_Work required_
Filter the listing below down to the lines that contain the string "ball", and copy each of those lines.

(Collected data)
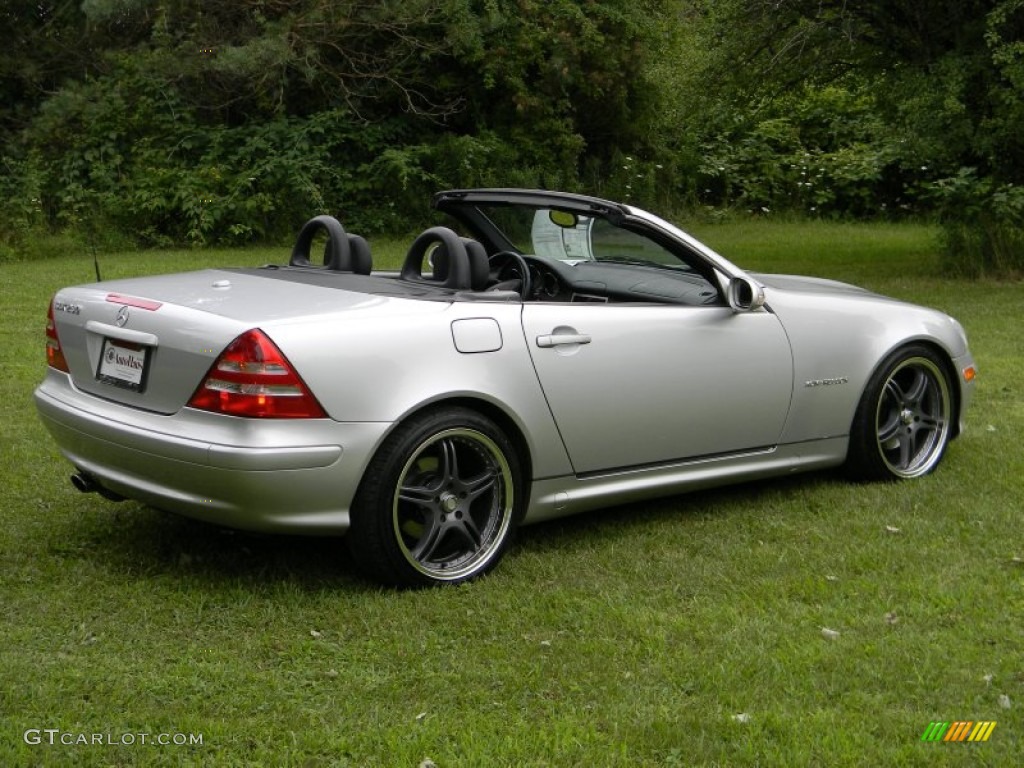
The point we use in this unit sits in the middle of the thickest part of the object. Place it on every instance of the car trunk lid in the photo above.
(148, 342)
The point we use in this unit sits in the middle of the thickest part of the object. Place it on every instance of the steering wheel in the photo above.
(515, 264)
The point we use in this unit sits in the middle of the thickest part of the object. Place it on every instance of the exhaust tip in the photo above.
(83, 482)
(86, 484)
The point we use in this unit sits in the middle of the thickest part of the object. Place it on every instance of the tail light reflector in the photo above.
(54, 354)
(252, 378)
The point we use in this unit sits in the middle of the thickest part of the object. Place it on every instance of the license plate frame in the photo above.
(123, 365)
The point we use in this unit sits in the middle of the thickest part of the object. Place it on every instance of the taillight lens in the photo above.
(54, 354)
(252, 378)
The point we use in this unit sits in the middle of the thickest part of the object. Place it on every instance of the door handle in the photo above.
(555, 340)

--

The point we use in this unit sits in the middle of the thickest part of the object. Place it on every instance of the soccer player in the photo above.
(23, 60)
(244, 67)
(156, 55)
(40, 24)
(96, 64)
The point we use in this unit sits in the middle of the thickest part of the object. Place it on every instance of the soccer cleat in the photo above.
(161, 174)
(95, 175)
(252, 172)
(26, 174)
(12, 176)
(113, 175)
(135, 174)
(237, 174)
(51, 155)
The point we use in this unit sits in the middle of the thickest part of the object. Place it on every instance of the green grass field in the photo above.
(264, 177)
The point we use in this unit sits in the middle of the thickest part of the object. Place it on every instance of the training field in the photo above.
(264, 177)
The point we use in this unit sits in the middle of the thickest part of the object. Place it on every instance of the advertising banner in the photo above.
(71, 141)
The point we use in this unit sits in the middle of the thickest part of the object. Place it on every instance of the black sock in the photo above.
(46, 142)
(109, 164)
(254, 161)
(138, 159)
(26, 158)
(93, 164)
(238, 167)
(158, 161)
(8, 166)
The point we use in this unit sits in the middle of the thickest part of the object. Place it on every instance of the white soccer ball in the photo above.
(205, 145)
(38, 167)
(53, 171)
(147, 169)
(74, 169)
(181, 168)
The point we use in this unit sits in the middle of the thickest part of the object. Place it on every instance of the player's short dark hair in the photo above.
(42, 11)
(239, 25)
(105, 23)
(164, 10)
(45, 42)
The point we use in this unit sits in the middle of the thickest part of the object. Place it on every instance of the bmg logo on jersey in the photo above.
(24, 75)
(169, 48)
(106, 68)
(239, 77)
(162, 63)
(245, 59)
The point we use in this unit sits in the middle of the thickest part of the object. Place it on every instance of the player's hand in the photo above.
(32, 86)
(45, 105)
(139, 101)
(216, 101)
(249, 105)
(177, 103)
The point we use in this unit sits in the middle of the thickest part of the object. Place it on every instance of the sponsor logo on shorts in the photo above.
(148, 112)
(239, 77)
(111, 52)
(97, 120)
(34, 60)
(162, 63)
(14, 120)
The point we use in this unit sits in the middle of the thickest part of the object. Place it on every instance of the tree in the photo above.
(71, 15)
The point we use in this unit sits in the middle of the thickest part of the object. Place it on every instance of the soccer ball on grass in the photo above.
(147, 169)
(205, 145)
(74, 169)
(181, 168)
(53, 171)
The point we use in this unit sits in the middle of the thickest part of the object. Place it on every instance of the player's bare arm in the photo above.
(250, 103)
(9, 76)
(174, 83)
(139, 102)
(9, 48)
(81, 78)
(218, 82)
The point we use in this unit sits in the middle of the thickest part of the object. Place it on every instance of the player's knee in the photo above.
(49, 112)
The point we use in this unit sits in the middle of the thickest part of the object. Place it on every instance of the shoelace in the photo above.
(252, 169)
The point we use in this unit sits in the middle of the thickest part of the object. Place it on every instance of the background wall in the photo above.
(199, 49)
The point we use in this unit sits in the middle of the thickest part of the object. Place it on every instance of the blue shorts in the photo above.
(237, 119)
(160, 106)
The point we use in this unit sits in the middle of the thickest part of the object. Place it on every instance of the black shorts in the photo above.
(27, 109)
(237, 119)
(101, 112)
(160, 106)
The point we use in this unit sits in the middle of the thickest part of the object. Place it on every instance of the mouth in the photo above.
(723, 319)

_Full output_
The point we use in this unit sits in the middle of the thickest part of the object. Place it on every instance of the white soccer ball in the photo above.
The point we use in this unit sits in the middle of the thickest part of the object. Place it on every instance of the soccer ball on grass in the photo above.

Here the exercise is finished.